== Исходный текст ==

Самые темы их были для нас в ту пору не только навязанными сверху: в благотворность централизованного планового хозяйства, срочной индустриализации, механизации мы и сами тогда верили свято. ("Вот в литературе план и спешка - безусловная помеха", - говорили мы друг другу. А в сельском хозяйстве? А в промышленности?) Скучающими пассажирами глядели мы на неоглядные поля, пробегающие мимо вагонных окон; экскурсантами - на станки в заводском цехе. А главное - мы спешили. Мы вечно спешили - не куда-нибудь, а на работу. Прочитать очередную рукопись. Срочно прочесть корректуру. Сверхсрочно съездить в типографию, на другой конец города (хотя бы и ночью), внести новую поправку в уже сверстанные листы. Обсудить вместе с художниками расположение картинок над четверостишиями. Съездить в две-три школы, чтобы проверить, как слушают дети новый рассказ Пантелеева.

===

Задание 1: Перенесите все строки, что идут ниже, в JSON-список, где каждая строка — отдельное значение. Пустые строки пропустите, изображения в ответ не включайте.

== Входные данные ==

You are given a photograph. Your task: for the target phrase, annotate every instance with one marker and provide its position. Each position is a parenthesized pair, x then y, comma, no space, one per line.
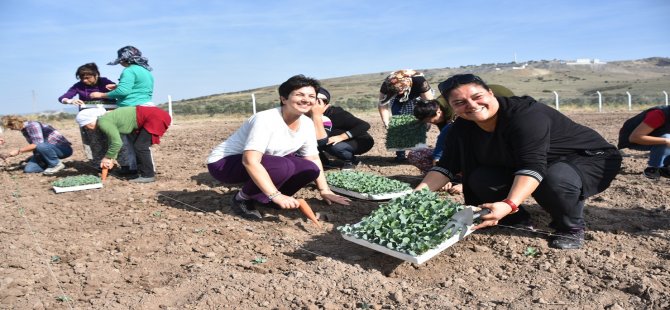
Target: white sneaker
(54,169)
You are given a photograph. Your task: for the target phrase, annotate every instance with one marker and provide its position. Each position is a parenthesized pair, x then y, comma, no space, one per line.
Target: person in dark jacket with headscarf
(338,132)
(509,148)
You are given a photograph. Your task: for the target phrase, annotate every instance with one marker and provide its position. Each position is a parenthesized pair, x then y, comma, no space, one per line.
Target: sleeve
(110,130)
(654,118)
(259,135)
(309,146)
(351,124)
(69,94)
(34,133)
(125,85)
(529,138)
(441,139)
(450,161)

===

Задание 2: Куда, согласно исходному тексту, нужно было съездить, чтобы проверить, как дети слушают новый рассказ Пантелеева?

Решение 1:
[
  "You are given a photograph. Your task: for the target phrase, annotate every instance with one marker and provide its position. Each position is a parenthesized pair, x then y, comma, no space, one per line.",
  "Target: white sneaker",
  "(54,169)",
  "You are given a photograph. Your task: for the target phrase, annotate every instance with one marker and provide its position. Each position is a parenthesized pair, x then y, comma, no space, one per line.",
  "Target: person in dark jacket with headscarf",
  "(338,132)",
  "(509,148)",
  "You are given a photograph. Your task: for the target phrase, annotate every instance with one marker and provide its position. Each position is a parenthesized pair, x then y, comma, no space, one per line.",
  "Target: sleeve",
  "(110,130)",
  "(654,118)",
  "(259,135)",
  "(309,146)",
  "(351,124)",
  "(69,94)",
  "(34,133)",
  "(125,85)",
  "(529,138)",
  "(441,139)",
  "(450,161)"
]

Решение 2: В две-три школы.